**Supplied data**
※ ※ ※
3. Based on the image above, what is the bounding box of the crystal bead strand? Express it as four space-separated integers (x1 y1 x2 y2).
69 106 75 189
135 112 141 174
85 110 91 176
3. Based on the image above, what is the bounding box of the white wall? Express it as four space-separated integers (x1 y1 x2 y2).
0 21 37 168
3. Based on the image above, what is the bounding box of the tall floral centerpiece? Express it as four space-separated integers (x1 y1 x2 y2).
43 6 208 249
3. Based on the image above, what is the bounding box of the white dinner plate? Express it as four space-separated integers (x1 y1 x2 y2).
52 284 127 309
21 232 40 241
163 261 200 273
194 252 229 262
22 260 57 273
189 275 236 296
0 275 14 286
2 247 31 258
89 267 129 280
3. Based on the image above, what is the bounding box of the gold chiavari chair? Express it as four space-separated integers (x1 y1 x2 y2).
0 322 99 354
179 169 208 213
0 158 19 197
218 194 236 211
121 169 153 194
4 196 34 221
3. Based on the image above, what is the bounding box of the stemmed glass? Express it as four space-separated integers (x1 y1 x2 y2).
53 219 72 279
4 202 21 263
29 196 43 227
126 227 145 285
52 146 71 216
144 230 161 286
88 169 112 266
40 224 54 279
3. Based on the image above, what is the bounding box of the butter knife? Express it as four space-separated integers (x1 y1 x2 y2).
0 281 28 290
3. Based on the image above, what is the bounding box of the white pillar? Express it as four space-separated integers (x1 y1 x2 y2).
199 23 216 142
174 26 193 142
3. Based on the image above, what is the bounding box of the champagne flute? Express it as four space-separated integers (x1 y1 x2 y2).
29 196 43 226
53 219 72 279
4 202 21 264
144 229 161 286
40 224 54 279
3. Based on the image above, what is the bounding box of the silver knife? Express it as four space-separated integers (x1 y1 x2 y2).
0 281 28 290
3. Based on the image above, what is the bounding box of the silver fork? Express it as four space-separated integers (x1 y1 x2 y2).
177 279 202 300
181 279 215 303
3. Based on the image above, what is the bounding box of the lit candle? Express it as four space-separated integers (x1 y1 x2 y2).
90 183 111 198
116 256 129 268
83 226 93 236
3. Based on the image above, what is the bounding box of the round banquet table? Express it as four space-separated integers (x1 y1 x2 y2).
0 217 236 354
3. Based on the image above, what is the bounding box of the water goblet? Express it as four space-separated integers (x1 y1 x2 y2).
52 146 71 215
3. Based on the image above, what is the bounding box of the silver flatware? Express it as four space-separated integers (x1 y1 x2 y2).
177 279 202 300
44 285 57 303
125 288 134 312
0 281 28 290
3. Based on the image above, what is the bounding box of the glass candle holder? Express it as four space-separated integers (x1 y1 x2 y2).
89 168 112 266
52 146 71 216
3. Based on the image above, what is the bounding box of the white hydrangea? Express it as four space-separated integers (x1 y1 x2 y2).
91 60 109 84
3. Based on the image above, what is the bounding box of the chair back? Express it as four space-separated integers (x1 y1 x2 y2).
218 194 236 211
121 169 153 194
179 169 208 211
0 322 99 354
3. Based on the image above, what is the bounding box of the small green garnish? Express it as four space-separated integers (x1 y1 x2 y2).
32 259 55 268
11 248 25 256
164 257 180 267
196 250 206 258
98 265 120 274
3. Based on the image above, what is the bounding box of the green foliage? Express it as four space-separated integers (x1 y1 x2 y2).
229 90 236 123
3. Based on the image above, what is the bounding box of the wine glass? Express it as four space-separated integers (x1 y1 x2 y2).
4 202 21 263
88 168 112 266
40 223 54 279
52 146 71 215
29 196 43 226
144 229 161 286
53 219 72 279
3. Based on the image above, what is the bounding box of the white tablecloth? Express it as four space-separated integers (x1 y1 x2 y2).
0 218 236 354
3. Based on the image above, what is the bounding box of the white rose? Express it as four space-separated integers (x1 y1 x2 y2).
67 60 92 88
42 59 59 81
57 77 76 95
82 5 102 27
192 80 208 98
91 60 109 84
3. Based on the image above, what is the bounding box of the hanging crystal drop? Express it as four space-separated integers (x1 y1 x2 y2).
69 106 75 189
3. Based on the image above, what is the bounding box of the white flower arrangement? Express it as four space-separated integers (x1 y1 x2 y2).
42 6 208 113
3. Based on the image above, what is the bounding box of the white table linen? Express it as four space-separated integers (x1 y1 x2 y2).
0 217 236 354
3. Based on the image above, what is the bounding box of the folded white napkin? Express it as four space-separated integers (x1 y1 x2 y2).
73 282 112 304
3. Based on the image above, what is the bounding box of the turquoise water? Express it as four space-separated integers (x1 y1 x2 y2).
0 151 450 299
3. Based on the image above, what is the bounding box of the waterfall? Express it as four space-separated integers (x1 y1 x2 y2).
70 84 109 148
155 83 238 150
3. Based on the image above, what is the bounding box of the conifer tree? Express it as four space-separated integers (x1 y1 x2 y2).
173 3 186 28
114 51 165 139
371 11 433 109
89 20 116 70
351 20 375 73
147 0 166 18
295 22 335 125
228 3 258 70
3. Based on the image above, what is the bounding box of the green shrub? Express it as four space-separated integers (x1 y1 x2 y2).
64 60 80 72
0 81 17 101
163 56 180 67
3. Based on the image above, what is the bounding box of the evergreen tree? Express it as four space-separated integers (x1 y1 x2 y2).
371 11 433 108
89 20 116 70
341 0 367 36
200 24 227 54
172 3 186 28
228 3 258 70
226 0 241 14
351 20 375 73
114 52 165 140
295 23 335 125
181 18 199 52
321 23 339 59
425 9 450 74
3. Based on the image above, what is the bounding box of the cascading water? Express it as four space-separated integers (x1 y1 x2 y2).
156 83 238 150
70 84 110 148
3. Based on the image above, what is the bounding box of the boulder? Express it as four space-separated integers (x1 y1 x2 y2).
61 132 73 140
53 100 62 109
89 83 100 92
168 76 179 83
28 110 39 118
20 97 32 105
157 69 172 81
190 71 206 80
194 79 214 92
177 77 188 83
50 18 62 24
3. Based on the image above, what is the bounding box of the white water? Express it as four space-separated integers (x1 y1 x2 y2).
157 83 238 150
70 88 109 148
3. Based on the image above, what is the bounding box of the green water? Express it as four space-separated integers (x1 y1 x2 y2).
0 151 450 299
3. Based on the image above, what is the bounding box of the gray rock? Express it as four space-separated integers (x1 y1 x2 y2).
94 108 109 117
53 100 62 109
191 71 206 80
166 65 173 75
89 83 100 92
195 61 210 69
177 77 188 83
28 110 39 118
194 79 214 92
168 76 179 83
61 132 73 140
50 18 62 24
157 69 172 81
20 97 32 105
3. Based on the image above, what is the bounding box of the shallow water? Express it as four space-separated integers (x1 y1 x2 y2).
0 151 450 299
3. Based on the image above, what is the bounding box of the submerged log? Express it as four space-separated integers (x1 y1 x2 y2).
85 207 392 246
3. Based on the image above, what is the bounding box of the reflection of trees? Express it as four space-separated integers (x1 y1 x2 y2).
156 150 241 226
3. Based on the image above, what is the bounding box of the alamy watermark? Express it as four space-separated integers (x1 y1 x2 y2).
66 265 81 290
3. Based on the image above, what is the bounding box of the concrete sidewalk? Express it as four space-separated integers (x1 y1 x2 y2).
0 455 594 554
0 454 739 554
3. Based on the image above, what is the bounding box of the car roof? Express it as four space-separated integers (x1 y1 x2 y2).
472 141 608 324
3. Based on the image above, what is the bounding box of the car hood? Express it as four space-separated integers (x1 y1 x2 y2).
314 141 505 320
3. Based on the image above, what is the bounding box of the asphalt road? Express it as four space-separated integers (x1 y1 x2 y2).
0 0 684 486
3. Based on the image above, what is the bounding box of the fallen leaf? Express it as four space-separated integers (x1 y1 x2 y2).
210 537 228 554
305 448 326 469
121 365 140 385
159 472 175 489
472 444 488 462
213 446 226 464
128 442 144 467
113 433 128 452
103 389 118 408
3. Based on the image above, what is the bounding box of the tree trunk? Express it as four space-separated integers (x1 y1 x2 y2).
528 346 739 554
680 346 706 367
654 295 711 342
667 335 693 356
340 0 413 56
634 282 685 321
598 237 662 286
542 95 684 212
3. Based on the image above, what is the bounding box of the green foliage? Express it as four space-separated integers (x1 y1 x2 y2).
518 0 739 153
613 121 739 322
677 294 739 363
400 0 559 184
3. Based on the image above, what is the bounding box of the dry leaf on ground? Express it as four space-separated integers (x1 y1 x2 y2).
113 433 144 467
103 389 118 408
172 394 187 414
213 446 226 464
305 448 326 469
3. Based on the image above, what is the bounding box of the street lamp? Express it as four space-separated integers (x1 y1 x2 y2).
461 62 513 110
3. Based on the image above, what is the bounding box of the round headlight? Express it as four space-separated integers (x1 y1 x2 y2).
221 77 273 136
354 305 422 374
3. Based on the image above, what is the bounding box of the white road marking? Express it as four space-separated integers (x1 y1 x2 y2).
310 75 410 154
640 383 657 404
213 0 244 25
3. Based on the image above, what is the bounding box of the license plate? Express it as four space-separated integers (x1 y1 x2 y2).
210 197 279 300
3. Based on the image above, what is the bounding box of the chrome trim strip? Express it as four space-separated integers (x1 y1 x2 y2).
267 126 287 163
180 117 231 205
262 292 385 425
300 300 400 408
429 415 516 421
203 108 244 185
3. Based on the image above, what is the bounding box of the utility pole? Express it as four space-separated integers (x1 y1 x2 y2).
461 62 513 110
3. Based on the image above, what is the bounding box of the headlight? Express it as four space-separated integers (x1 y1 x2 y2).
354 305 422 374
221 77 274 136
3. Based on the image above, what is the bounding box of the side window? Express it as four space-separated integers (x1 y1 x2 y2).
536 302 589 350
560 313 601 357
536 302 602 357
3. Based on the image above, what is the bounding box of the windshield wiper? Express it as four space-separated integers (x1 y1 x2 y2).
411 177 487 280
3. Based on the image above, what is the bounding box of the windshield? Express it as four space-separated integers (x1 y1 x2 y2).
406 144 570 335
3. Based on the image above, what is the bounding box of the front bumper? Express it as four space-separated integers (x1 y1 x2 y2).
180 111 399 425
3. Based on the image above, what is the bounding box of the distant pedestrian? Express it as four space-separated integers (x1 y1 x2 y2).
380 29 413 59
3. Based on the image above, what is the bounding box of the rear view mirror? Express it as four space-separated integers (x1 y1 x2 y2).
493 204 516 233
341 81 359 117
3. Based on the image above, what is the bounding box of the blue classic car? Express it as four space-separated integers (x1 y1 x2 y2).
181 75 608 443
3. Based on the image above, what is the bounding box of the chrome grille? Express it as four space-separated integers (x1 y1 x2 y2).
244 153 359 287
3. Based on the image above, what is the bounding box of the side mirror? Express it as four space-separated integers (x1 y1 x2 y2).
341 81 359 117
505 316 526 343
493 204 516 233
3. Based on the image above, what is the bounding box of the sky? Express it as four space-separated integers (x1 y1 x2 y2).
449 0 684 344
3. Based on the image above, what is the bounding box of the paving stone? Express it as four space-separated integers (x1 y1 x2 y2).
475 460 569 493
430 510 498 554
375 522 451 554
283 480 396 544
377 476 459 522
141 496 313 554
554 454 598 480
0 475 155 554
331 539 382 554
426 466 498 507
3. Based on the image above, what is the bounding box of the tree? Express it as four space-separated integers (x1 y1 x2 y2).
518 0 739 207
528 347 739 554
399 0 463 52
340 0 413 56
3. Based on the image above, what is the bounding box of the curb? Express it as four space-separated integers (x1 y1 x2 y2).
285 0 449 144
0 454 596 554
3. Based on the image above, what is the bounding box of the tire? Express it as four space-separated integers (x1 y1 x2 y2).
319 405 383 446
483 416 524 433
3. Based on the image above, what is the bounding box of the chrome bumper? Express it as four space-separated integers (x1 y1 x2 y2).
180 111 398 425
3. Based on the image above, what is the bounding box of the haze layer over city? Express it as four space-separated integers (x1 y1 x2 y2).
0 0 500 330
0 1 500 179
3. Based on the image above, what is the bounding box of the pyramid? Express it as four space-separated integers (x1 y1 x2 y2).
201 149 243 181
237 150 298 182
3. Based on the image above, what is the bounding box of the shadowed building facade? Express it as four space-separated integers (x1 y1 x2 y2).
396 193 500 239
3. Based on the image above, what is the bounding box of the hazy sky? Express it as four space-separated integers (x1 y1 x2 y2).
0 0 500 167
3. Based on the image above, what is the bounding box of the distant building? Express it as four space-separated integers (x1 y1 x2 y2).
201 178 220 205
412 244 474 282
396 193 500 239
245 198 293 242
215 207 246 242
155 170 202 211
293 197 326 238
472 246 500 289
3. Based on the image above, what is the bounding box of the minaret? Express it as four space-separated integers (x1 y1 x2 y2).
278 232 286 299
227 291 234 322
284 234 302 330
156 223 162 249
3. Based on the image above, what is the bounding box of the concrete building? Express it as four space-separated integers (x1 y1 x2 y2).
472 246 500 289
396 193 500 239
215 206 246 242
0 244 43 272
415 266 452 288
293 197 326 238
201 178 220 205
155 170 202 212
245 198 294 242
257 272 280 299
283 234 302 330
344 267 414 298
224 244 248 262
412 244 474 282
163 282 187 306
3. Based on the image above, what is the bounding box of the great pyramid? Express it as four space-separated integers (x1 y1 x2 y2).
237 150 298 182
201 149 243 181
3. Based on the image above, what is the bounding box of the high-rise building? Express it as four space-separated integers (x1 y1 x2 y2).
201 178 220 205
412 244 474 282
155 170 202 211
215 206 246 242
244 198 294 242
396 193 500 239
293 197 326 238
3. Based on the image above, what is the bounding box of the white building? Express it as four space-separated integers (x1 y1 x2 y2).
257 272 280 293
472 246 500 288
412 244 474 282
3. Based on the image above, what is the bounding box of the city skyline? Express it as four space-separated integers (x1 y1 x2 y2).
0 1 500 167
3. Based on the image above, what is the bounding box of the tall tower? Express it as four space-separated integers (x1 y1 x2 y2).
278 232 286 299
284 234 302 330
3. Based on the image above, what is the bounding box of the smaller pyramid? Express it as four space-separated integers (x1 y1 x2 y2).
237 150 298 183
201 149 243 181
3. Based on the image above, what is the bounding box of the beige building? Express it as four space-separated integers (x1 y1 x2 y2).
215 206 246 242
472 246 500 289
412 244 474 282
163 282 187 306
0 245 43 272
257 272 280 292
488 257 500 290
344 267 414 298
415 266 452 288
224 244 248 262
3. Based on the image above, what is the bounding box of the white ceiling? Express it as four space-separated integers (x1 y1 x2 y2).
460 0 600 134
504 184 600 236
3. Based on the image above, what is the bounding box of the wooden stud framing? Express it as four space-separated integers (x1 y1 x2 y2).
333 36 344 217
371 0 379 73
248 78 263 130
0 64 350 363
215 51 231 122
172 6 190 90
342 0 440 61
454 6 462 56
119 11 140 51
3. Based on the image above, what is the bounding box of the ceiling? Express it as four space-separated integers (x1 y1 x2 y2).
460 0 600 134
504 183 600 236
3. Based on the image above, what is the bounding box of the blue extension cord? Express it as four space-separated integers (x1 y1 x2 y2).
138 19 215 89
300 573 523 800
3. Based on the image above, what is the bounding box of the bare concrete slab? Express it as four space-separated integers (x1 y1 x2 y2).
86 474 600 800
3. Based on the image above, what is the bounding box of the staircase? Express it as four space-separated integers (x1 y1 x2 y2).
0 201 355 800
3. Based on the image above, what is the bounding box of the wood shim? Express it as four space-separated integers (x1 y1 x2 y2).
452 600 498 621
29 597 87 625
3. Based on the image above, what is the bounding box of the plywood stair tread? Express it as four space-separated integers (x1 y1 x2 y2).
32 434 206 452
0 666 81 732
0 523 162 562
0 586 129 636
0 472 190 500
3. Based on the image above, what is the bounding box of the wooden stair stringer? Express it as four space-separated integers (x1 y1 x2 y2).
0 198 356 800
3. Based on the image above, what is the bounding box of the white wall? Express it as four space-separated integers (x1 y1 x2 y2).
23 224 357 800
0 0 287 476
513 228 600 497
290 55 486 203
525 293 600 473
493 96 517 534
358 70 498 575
※ ※ ※
**Written problem**
Quote the material from its beginning through the line containing "43 6 208 249", including both ends, reproducing each line precisely.

**Task answer**
3. Based on the image above, what is the bounding box of the crystal bead strand? Express it as four space-separated integers (x1 y1 x2 y2).
69 106 75 189
135 112 141 174
85 110 91 176
3. Based on the image above, what is the bounding box of the white wall? Express it as four space-separated integers (x1 y1 x2 y2).
0 21 37 168
3. Based on the image above, what is the bounding box of the tall floral centerpiece? Express it as four space-separated integers (x1 y1 x2 y2).
43 6 208 249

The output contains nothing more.